- **Consignes**
(1) Sur quelle chaîne passait l'émission de rentrée de « La Grande Librairie » dont parle le billet ?
(2) Recopiez le billet sur « La Grande Librairie » en commençant par « Ah, rudes empoignades » et en allant jusqu'à « fabrique éditions, 2018. ».

- **Texte retenu**
+++

Patrick Corneau

La popularité n’épargne plus personne. J’en ai eu une preuve supplémentaire avant-hier soir avec l’émission de rentrée de « La Grande Librairie » sur France 5. Les invités étaient tous des stars littéraires dorées sur tranche, labellisés, auréolés de multiples quarts d’heure warholiens de célébrité cathodique. Mais comme dit Nathalie Quintane: « la notoriété casse les vies et rend stupide*« . Oui, ce que nous avons vu et entendu était consternant. Car s’il faut être « populaire », on voit que c’est un sacré boulet, si ce n’est un fieffé boulot…
Donc, popularité signifie (en France) nécessité d’être aimable en société télévisuelle, de sourire à tout le monde, c’est-à-dire assommer le présentateur comme le public de phrases gentilles, de réactions enthousiastes et gentilles, de ponctuer les interventions des concurrents par des commentaires consensuels et gentils. Toute cette gentillesse naufrageant irrémédiablement des livres qui, sans cela, auraient possiblement pu ne pas être pénibles… Derrière cette gentillesse (ef)forcée, il y a la nouvelle donne réticulaire avec la pression des réseaux sociaux, les chiffres de l’audimat et du marketing, le gling-gling des prix littéraires et, bien sûr, les inévitables impératifs financiers. Ces gentils écrivains le savent, mais Busnel vaut bien quelques risettes non?
Le « non-chapeau » d’Amélie Nothomb ne rattrapant décidément pas ce déluge d’ennui et d’opportunisme, j’ai zappé au bout de 20 minutes.
Ah, rudes empoignades des houleux et passionnants débats de Droit de réponse (Michel Polac, 1981), où êtes-vous?

* Ultra-Proust, Une lecture de Proust, Baudelaire, Nerval, La fabrique éditions, 2018.

+++

- **Données**
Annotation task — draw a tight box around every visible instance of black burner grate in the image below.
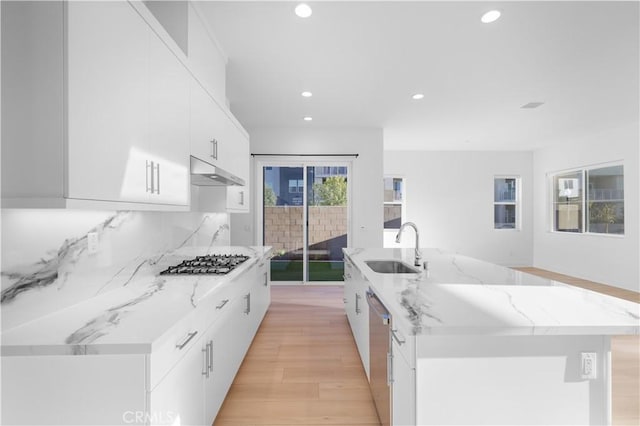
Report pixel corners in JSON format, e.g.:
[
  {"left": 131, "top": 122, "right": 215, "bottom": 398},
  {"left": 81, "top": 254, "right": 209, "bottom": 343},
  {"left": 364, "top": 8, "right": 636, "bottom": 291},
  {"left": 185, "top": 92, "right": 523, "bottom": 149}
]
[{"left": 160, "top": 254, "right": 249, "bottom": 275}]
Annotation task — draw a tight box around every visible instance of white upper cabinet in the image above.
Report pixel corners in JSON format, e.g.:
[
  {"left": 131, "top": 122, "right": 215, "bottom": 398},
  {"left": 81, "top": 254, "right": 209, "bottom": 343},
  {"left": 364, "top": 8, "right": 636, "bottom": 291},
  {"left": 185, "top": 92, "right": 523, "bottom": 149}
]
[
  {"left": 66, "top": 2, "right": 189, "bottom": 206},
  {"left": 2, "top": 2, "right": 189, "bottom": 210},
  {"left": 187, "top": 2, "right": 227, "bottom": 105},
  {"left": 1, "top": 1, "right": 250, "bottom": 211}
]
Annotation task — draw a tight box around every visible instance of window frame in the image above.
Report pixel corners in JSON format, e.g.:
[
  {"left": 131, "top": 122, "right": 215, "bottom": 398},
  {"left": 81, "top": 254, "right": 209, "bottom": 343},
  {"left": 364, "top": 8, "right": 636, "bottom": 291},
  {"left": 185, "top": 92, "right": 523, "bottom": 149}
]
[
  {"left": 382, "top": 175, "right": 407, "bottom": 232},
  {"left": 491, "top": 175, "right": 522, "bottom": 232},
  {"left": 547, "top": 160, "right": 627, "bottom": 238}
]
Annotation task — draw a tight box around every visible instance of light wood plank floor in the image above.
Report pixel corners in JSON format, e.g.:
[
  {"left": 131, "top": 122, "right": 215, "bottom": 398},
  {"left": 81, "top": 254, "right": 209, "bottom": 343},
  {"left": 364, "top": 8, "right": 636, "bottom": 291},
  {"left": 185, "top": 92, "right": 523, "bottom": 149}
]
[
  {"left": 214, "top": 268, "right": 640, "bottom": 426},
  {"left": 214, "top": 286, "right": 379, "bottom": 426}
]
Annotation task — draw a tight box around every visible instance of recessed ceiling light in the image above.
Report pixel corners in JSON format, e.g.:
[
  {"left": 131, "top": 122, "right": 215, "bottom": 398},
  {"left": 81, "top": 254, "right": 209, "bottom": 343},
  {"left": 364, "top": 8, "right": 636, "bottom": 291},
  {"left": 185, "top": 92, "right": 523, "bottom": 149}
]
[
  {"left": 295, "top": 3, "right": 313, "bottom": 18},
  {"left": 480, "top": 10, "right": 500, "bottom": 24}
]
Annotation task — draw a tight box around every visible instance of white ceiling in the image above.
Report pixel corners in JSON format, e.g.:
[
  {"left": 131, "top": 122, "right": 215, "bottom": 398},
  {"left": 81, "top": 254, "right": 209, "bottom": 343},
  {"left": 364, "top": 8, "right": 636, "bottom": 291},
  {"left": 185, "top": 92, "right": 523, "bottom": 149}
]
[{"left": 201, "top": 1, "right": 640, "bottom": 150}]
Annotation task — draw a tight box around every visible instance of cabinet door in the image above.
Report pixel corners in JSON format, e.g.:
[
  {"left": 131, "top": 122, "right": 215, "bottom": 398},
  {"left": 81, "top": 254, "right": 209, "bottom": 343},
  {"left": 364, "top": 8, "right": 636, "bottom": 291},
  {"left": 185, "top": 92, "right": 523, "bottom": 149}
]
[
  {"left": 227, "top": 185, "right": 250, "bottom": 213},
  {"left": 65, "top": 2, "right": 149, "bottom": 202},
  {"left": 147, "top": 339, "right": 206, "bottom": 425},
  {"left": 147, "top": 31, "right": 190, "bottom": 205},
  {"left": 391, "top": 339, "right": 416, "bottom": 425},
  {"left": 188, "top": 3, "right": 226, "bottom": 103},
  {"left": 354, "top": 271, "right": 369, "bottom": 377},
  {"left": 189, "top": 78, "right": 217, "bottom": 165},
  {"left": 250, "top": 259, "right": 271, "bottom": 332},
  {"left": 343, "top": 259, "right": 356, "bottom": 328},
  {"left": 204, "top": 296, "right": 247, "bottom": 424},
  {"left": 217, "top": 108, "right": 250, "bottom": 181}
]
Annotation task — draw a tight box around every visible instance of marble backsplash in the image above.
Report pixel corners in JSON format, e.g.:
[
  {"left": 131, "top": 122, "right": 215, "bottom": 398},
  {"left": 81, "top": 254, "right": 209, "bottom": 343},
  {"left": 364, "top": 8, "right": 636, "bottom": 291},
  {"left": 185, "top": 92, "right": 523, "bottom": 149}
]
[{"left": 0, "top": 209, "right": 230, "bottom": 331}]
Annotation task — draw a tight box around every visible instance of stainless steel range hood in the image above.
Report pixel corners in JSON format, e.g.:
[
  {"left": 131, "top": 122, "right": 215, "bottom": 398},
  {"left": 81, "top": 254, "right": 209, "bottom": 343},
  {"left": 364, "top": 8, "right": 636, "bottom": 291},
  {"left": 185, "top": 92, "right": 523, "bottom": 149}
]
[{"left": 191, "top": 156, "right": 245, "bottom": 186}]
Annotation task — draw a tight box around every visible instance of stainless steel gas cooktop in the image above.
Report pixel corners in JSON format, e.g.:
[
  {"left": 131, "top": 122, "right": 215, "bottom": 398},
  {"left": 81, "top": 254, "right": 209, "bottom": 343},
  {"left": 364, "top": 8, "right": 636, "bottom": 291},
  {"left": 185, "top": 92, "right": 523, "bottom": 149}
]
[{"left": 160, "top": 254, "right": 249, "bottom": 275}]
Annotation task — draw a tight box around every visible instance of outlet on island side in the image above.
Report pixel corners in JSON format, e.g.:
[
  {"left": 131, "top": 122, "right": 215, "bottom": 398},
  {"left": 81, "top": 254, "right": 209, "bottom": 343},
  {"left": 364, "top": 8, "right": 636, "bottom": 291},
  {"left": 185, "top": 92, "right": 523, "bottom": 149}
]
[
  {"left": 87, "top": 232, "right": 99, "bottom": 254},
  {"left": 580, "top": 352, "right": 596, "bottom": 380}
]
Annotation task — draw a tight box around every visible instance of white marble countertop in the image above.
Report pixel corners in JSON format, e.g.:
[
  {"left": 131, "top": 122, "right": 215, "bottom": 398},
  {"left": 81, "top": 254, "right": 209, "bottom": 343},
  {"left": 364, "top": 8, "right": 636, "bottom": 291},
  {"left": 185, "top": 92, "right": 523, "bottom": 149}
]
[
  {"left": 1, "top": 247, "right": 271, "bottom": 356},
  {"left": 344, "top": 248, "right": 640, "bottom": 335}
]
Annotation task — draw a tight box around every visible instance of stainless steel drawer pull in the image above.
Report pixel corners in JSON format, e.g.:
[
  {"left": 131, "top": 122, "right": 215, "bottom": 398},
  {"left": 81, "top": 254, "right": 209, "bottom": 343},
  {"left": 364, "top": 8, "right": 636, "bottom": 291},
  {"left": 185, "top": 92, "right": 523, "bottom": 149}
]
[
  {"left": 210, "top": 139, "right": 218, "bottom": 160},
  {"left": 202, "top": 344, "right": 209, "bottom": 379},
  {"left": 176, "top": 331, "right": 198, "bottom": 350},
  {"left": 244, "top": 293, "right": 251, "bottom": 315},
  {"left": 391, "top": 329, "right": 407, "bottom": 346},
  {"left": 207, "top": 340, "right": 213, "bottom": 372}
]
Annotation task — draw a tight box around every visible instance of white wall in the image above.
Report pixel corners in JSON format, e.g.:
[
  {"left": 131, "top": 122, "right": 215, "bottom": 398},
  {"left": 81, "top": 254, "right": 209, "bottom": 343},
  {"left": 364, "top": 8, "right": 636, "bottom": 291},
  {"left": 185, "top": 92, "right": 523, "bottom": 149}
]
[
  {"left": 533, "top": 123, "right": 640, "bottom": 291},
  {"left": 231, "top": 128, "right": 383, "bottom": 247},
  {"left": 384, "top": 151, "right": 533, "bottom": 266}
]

+++

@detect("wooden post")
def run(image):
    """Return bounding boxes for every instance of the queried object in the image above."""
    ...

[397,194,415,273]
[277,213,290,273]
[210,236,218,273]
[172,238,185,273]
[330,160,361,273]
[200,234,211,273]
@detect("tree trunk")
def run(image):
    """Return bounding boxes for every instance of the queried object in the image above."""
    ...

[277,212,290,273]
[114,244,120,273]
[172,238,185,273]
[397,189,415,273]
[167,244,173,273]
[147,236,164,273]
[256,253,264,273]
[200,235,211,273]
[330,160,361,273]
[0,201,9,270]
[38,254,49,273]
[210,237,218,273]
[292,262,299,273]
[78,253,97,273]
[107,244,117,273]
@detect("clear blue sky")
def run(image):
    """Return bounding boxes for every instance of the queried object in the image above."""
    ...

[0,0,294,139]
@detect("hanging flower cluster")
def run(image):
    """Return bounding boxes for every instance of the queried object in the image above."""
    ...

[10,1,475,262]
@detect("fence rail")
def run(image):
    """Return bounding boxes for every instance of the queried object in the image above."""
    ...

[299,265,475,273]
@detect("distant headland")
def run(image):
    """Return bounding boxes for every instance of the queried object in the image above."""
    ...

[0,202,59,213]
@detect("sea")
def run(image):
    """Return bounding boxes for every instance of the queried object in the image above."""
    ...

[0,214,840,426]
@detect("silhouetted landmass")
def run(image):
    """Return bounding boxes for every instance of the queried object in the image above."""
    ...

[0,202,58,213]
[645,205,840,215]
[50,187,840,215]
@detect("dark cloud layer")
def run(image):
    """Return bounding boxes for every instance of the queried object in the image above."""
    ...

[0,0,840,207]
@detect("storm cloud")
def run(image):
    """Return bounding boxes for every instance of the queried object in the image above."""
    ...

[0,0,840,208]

+++

- **Réponses**
(1) Sur France 5.

(2)
Ah, rudes empoignades des houleux et passionnants débats de Droit de réponse (Michel Polac, 1981), où êtes-vous?

* Ultra-Proust, Une lecture de Proust, Baudelaire, Nerval, La fabrique éditions, 2018.